▶ [Data listing]:
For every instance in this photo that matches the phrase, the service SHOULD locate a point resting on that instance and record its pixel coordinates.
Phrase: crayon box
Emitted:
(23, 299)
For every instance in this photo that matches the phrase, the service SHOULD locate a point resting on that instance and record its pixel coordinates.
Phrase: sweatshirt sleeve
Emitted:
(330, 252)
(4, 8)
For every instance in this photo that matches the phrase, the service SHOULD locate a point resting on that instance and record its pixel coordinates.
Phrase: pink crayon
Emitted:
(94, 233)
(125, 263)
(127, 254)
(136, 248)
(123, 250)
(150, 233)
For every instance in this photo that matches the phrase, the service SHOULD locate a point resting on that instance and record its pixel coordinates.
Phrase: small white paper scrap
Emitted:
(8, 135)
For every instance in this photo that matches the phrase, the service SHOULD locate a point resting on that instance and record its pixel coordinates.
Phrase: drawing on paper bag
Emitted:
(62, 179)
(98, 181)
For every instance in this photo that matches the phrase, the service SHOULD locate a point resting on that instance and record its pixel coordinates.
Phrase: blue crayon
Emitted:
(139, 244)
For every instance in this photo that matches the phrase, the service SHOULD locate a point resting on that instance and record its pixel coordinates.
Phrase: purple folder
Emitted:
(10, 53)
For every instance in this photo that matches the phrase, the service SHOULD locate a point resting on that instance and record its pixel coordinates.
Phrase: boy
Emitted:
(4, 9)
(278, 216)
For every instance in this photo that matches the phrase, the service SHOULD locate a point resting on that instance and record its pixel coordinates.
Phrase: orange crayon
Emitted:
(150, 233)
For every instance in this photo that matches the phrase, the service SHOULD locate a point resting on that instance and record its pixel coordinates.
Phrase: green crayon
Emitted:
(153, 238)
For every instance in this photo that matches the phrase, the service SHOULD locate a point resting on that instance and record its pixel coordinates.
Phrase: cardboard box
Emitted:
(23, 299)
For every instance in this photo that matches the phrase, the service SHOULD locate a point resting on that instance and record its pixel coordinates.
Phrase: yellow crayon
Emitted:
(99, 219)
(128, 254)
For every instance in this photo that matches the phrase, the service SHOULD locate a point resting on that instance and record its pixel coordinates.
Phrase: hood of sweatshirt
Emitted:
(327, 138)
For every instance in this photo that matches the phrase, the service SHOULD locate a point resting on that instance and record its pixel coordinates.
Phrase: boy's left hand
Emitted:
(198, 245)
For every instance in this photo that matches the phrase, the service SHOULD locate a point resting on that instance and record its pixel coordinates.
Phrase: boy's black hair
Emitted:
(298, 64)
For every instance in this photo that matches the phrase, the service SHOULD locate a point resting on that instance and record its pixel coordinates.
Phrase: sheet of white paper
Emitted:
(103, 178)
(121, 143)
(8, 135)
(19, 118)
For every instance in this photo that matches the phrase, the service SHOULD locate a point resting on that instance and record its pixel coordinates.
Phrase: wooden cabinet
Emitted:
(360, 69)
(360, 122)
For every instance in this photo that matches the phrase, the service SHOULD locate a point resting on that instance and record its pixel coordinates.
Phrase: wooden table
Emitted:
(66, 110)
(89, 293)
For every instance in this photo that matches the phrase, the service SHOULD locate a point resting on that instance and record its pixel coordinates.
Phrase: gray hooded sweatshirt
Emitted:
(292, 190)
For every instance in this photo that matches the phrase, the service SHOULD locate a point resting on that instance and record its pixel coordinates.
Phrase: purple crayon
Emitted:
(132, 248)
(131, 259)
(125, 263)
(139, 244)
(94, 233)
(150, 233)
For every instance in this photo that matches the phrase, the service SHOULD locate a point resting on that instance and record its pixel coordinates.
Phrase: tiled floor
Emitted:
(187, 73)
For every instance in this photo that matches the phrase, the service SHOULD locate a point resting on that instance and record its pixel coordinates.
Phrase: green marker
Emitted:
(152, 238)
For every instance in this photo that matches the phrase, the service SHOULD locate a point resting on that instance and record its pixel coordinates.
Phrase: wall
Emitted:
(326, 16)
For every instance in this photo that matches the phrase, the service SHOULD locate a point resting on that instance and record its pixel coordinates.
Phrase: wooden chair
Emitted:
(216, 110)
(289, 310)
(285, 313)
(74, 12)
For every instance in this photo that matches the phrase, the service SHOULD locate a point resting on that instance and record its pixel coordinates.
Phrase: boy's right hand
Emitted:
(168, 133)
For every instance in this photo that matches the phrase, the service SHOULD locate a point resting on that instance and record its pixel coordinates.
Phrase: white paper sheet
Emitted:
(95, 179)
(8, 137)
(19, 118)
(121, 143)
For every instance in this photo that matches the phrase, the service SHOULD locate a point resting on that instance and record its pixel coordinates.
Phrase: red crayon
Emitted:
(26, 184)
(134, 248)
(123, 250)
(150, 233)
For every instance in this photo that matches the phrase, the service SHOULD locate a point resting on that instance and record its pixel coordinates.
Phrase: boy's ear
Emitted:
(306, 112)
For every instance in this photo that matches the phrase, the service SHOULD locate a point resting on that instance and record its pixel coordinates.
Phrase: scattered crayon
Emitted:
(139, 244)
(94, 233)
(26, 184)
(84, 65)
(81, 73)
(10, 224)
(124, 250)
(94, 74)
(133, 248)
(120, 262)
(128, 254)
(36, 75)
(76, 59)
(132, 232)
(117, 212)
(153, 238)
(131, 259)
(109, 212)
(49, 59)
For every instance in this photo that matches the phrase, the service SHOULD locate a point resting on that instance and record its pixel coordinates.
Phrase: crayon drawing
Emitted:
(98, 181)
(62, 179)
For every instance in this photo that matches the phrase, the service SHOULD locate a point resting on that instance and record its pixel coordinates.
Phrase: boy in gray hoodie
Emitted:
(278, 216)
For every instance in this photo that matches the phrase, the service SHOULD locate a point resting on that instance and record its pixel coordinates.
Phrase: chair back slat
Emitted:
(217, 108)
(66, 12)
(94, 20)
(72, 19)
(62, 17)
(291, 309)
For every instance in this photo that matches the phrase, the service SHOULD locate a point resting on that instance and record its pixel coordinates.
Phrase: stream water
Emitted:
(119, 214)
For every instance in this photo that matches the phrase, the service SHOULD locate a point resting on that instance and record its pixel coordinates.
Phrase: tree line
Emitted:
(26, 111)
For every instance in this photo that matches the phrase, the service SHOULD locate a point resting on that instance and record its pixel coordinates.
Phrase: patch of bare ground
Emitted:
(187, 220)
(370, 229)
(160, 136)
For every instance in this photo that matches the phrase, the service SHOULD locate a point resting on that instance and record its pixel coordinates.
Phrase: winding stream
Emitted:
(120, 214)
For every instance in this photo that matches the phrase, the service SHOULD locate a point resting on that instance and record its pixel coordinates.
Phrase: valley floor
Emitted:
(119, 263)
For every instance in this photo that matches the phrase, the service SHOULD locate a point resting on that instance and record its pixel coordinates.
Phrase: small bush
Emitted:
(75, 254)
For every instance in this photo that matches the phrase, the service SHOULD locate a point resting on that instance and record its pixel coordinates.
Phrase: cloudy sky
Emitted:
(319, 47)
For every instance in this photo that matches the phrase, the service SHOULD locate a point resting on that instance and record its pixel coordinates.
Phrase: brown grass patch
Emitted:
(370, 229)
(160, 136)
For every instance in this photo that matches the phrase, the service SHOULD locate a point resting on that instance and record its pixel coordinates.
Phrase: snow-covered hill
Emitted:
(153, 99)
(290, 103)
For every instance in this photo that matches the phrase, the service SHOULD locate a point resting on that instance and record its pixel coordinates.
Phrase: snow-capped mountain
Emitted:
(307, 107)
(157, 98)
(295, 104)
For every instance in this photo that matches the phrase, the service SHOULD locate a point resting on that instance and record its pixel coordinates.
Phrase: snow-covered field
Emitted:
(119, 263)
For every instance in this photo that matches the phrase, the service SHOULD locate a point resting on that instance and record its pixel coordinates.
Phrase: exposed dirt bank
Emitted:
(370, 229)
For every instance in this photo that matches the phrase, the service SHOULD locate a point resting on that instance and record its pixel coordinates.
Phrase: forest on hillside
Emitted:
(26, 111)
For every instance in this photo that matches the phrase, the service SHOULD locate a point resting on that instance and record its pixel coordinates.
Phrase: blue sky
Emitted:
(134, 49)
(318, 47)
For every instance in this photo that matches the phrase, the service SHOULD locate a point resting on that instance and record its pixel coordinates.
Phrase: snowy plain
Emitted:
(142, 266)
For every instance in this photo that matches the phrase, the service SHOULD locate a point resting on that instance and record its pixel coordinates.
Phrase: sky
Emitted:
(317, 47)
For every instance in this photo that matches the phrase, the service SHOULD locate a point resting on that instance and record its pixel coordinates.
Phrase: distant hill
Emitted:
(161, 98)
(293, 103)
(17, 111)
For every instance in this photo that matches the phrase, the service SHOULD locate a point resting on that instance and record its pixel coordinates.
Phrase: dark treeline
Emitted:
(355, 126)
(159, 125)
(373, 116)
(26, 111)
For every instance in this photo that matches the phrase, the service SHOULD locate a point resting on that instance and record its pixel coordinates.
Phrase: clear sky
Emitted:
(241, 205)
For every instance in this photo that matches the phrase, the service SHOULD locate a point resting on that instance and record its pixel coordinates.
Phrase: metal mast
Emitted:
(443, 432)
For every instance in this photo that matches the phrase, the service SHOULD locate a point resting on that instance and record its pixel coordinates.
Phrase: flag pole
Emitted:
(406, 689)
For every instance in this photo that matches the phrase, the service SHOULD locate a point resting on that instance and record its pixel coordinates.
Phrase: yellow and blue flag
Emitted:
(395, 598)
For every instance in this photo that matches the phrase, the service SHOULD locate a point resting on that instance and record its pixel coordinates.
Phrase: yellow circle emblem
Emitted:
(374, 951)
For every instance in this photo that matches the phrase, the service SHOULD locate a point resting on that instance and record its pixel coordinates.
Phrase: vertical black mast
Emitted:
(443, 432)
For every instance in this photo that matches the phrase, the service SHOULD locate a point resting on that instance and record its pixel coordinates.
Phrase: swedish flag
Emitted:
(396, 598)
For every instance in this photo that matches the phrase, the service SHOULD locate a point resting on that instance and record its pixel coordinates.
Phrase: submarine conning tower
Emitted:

▶ [Objective]:
Collect every line in the listing above that contains the string "mast" and copy each one in full. The match is case-sensitive.

▶ [Output of the task]:
Phrase: metal mast
Phrase: vertical black mast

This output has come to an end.